• [Given exercise 1]
Update the records starting with the line containing "Check that every instance of the green shrub" and going on through the line containing "[[818, 352], [657, 349]]", changing "green shrub" to "green bush" and keeping everything else the same. Leave the pictures out of your answer.
-------- Quoted passage --------
This biography from the Archives of AskART:
| Inspired by the sagebrush and wide open horizons of Wyoming and
Montana, Clyde Aspevig is a landscape painter who does sketches on
location and finishes the work in his studio. Although he was
trained to be an art educator, he has had little formal training as a
painter, but has studied the work of artists he much admires including
John Singer Sargent, Anders Zorn, and Winslow Homer.
His
obvious talent has won him prestigious recognition including the
Frederic Remington Award and the Robert M. Lougheed Memorial Award,
both from the National Cowboy Hall of Fame. He is a member of the
Northwest Rendezvous Group, and is the first Montana artist since
Charlie Russell to exhibit at Grand Central Galleries in New York City.
He
was born in Rudyard, Montana, and raised on a small working wheat farm
near the Canadian border. He became mindful of people's reliance
upon the land, although he left the farm to attend Eastern Montana
College in Billings. However, he dropped out to spend the winter
in the Bear Paw Mountains and then returned for a degree in art
education. He taught for one year in Sandy, Oregon High School
and went back to Montana with his wife, artist Carol Guzman, to paint
full time. From 1988, the couple has lived in Loveland, Colorado
where he remodeled an historic church for his studio.
-------- Input for this task --------
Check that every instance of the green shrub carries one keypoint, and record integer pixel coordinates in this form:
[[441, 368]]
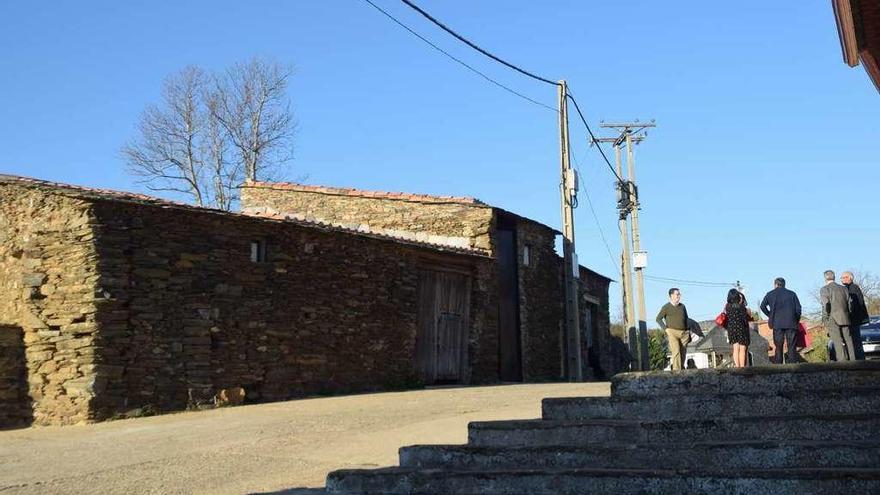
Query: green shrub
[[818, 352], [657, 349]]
--------
-------- Input for this task --------
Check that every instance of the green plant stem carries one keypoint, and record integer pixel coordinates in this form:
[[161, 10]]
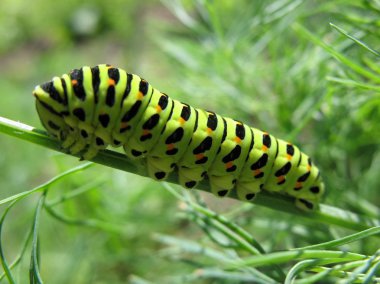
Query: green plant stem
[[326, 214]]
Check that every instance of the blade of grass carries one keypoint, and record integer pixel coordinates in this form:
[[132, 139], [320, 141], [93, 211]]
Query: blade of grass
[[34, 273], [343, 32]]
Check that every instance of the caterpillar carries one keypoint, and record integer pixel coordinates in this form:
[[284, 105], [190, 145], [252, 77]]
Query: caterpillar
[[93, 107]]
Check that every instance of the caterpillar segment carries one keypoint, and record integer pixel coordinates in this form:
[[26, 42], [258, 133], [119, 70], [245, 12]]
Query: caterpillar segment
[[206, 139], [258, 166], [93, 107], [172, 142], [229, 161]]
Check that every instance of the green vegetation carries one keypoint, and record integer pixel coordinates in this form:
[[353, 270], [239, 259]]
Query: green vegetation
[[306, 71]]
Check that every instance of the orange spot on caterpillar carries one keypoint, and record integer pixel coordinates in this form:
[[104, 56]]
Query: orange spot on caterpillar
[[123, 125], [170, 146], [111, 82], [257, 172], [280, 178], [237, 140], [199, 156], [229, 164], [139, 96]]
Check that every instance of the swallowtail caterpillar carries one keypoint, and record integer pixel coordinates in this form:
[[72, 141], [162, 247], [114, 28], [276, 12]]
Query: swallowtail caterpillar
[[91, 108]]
--------
-------- Input for this task --------
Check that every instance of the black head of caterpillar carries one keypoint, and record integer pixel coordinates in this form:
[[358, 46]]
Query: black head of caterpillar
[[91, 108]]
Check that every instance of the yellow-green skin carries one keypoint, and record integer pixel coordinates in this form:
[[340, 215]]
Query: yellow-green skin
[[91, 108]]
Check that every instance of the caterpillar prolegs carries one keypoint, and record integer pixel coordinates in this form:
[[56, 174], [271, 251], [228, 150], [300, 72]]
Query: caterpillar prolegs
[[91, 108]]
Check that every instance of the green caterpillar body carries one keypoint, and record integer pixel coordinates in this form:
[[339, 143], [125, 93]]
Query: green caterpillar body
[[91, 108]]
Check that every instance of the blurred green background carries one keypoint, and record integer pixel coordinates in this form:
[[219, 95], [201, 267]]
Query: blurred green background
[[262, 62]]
--------
• [Given exercise 2]
Return the full biography of Clyde Aspevig word for word.

• [Correct output 1]
Check that every instance of the green bush carries one keypoint, and record integer pixel coordinates in this form:
[[441, 368]]
Query: green bush
[[818, 352], [657, 349]]

• [Correct output 2]
This biography from the Archives of AskART:
| Inspired by the sagebrush and wide open horizons of Wyoming and
Montana, Clyde Aspevig is a landscape painter who does sketches on
location and finishes the work in his studio. Although he was
trained to be an art educator, he has had little formal training as a
painter, but has studied the work of artists he much admires including
John Singer Sargent, Anders Zorn, and Winslow Homer.
His
obvious talent has won him prestigious recognition including the
Frederic Remington Award and the Robert M. Lougheed Memorial Award,
both from the National Cowboy Hall of Fame. He is a member of the
Northwest Rendezvous Group, and is the first Montana artist since
Charlie Russell to exhibit at Grand Central Galleries in New York City.
He
was born in Rudyard, Montana, and raised on a small working wheat farm
near the Canadian border. He became mindful of people's reliance
upon the land, although he left the farm to attend Eastern Montana
College in Billings. However, he dropped out to spend the winter
in the Bear Paw Mountains and then returned for a degree in art
education. He taught for one year in Sandy, Oregon High School
and went back to Montana with his wife, artist Carol Guzman, to paint
full time. From 1988, the couple has lived in Loveland, Colorado
where he remodeled an historic church for his studio.